### DATA EXTRACTS
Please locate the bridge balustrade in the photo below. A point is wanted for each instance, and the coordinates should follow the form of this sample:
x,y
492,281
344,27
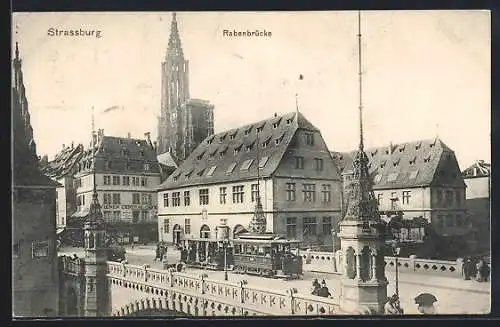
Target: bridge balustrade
x,y
221,297
332,263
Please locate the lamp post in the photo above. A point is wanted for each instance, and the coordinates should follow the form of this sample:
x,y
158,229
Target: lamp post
x,y
396,250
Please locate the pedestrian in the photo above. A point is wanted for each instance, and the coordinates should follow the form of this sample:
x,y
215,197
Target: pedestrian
x,y
393,306
324,291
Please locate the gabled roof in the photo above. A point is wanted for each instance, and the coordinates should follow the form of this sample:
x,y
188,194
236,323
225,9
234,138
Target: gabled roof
x,y
64,162
127,155
410,164
478,169
234,152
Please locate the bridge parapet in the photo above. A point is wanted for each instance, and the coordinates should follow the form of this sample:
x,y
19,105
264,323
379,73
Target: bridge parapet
x,y
243,298
333,263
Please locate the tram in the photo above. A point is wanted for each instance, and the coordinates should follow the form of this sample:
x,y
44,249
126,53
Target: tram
x,y
267,255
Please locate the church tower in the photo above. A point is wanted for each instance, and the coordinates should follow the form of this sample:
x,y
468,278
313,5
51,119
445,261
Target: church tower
x,y
363,283
96,287
174,93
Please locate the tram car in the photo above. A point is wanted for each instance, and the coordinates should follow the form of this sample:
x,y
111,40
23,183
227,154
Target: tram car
x,y
266,255
206,253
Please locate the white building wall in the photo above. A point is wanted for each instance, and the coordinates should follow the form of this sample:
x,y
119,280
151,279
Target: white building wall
x,y
234,213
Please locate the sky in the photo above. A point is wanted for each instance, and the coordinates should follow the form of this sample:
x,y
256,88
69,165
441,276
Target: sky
x,y
425,74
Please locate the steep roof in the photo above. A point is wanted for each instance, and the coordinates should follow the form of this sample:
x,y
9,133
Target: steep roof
x,y
26,170
64,162
127,155
478,169
232,155
410,164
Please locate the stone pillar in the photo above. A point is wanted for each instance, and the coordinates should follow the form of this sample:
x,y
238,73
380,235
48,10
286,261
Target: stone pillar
x,y
358,266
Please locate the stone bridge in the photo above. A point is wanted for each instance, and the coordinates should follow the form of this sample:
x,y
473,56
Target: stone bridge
x,y
135,290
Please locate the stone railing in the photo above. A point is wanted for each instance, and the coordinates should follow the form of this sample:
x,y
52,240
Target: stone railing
x,y
333,263
249,297
71,266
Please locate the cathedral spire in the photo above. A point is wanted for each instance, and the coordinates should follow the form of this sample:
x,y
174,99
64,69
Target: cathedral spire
x,y
174,42
362,205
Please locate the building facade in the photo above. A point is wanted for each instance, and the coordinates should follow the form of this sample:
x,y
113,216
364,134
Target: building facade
x,y
478,202
62,169
183,122
127,174
417,181
297,179
34,255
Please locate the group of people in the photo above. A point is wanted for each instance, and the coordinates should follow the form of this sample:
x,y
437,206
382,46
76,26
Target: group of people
x,y
320,289
161,252
480,270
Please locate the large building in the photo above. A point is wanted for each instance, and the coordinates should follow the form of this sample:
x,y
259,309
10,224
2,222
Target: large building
x,y
34,254
127,174
478,202
183,122
298,181
62,169
418,181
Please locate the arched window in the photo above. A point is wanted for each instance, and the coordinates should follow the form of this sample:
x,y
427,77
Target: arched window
x,y
205,231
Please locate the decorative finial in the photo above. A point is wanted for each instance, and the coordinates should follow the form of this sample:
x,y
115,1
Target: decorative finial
x,y
361,144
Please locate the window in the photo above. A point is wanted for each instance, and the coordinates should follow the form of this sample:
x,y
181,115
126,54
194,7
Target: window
x,y
392,177
40,249
291,227
146,199
458,197
116,198
299,162
187,226
309,226
318,164
222,196
309,192
107,198
327,225
211,170
238,194
413,174
136,198
204,196
166,225
327,193
176,199
406,197
263,162
255,192
230,169
290,191
309,138
246,164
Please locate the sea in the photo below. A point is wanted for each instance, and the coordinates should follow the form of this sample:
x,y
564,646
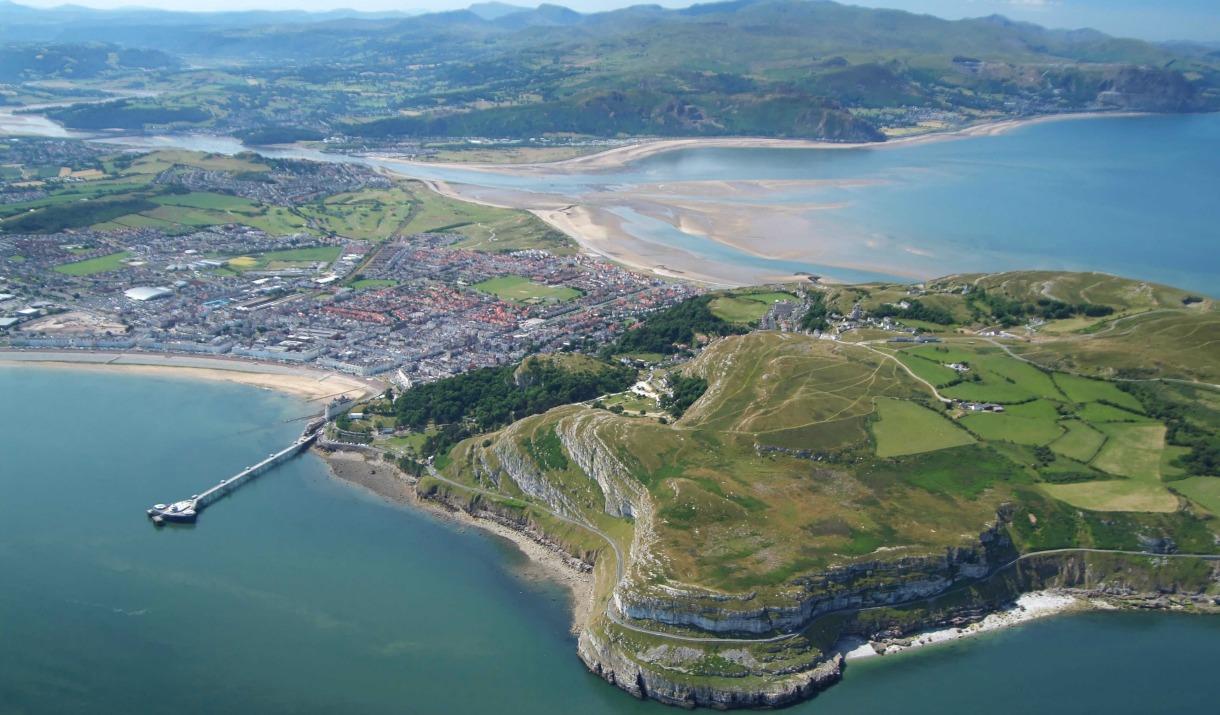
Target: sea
x,y
1131,195
304,594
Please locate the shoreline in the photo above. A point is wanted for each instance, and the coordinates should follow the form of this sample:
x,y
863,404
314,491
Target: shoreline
x,y
1029,607
384,480
300,382
620,156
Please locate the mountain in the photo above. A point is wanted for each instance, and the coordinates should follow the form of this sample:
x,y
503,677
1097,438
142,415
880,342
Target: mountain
x,y
493,11
808,68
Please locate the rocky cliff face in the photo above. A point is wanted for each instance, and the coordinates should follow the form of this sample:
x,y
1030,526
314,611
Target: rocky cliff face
x,y
611,664
1149,90
857,586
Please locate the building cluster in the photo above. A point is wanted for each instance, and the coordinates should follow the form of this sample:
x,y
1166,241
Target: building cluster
x,y
412,308
288,183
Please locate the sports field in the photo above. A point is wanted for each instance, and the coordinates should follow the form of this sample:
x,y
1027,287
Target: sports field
x,y
907,427
521,289
98,265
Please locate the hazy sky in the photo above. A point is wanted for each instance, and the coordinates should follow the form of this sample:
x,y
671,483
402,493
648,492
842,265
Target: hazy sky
x,y
1155,20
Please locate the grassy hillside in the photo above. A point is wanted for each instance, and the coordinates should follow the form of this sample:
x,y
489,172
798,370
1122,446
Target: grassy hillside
x,y
814,472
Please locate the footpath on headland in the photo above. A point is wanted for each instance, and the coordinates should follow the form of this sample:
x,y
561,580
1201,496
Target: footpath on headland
x,y
614,616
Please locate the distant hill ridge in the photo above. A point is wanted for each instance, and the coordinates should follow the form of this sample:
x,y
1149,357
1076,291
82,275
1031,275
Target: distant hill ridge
x,y
802,68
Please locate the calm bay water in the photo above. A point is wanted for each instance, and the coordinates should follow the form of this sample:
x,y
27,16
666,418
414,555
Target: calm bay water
x,y
301,594
1127,195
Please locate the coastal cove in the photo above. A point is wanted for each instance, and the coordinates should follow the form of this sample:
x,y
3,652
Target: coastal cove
x,y
1121,194
303,593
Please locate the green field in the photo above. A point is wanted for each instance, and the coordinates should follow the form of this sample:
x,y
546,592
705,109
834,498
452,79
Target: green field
x,y
925,366
1132,450
99,265
1203,491
521,289
286,259
1099,413
209,200
747,308
1115,495
905,427
1082,389
1004,427
1080,442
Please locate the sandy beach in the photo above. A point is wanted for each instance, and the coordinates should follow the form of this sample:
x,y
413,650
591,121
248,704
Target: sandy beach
x,y
310,384
1029,607
619,156
741,215
392,485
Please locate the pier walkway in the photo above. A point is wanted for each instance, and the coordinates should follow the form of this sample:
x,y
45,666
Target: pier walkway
x,y
188,509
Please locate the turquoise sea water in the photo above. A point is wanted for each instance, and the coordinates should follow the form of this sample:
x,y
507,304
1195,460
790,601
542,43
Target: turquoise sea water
x,y
1129,195
301,594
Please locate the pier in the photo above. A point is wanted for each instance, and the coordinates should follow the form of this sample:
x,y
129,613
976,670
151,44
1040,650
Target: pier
x,y
187,510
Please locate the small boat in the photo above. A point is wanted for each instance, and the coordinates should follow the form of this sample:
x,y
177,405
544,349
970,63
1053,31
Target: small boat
x,y
179,511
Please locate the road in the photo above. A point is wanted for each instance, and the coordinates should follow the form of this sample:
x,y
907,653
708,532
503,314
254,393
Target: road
x,y
615,617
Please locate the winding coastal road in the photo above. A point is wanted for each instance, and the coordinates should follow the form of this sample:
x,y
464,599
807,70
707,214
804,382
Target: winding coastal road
x,y
615,617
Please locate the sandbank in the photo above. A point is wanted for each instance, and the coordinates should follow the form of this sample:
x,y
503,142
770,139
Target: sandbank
x,y
1029,607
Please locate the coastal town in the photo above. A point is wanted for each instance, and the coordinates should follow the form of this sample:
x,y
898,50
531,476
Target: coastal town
x,y
242,260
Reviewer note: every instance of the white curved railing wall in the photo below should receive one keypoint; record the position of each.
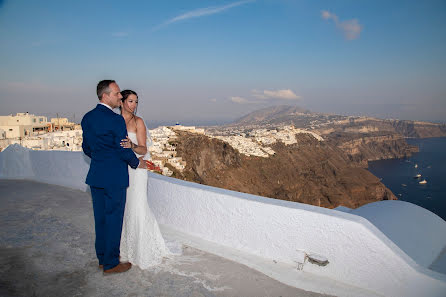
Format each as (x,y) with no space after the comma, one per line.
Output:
(359,254)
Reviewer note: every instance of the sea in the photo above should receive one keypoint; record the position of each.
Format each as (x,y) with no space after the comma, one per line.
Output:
(399,175)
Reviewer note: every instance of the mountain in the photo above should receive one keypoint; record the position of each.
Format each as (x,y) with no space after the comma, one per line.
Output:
(328,173)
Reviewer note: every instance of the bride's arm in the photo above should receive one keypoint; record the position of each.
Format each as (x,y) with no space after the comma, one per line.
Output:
(141,136)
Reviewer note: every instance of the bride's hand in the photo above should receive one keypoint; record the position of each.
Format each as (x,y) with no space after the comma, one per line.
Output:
(126,143)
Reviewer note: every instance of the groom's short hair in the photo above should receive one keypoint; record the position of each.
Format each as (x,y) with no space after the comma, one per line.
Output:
(104,87)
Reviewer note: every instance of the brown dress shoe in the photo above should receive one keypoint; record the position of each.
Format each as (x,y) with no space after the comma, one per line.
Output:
(121,267)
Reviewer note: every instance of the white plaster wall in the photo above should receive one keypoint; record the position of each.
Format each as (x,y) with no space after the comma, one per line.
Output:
(405,223)
(359,253)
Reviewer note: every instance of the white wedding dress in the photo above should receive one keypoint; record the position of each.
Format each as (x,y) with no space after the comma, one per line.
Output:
(141,241)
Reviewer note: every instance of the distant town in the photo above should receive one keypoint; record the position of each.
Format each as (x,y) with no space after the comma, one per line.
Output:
(37,133)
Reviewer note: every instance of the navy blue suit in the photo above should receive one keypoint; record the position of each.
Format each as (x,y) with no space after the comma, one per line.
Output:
(108,178)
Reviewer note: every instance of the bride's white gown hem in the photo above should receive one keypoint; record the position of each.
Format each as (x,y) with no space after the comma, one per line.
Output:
(141,241)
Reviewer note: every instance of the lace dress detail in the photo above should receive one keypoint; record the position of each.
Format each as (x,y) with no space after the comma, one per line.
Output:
(141,241)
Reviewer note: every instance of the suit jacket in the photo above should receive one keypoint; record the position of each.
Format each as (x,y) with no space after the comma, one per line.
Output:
(103,131)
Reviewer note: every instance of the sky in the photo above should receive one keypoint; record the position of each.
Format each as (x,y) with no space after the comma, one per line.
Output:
(211,62)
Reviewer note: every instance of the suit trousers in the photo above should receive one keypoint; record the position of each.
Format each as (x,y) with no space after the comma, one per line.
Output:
(108,207)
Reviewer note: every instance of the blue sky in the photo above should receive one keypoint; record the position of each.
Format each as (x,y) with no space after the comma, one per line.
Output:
(202,62)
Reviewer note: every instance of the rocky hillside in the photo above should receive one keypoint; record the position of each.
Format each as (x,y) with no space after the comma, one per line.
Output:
(310,171)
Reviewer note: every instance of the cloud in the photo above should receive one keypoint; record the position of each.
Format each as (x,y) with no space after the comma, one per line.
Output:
(350,28)
(239,100)
(286,94)
(200,12)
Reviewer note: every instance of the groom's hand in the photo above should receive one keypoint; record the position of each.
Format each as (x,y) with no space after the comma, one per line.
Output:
(142,163)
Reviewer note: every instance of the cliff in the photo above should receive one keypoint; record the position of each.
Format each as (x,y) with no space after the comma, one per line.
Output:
(310,171)
(362,139)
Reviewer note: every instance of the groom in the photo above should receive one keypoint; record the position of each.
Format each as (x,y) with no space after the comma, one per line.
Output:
(108,176)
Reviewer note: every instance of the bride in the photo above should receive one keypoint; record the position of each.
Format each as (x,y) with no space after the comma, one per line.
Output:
(141,241)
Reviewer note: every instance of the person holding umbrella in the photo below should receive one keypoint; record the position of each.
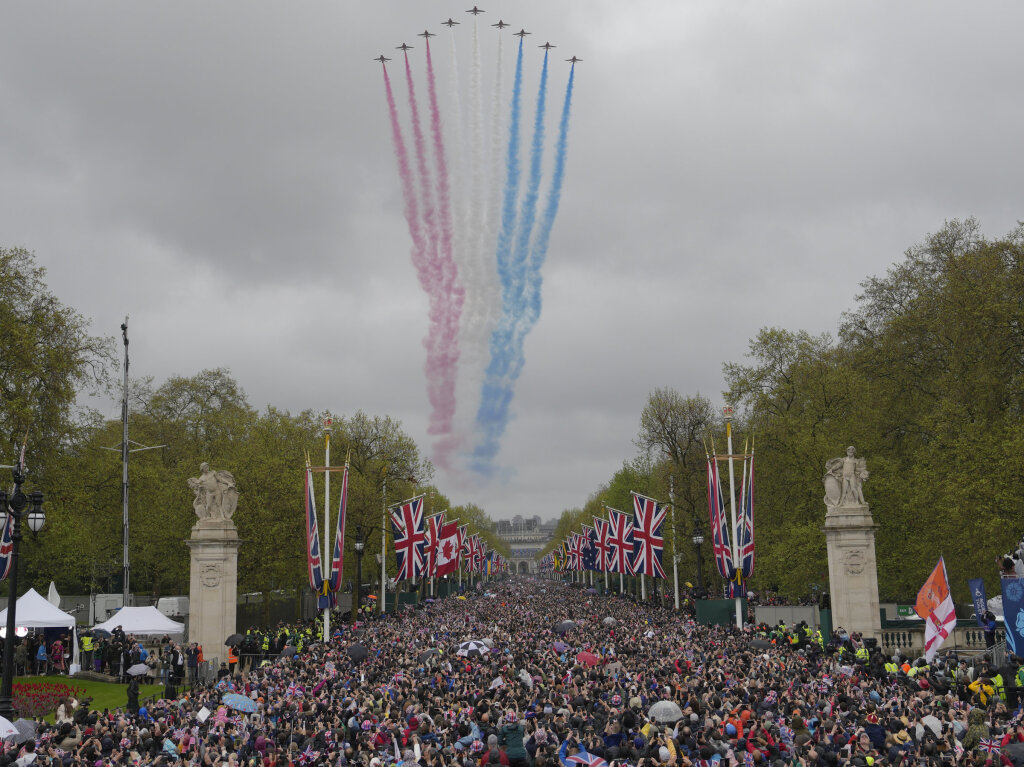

### TASK TO CARRY OUT
Please give the number of lines in the data above where the word "dress" appears, and nothing besides.

### ANSWER TO THE PROBLEM
3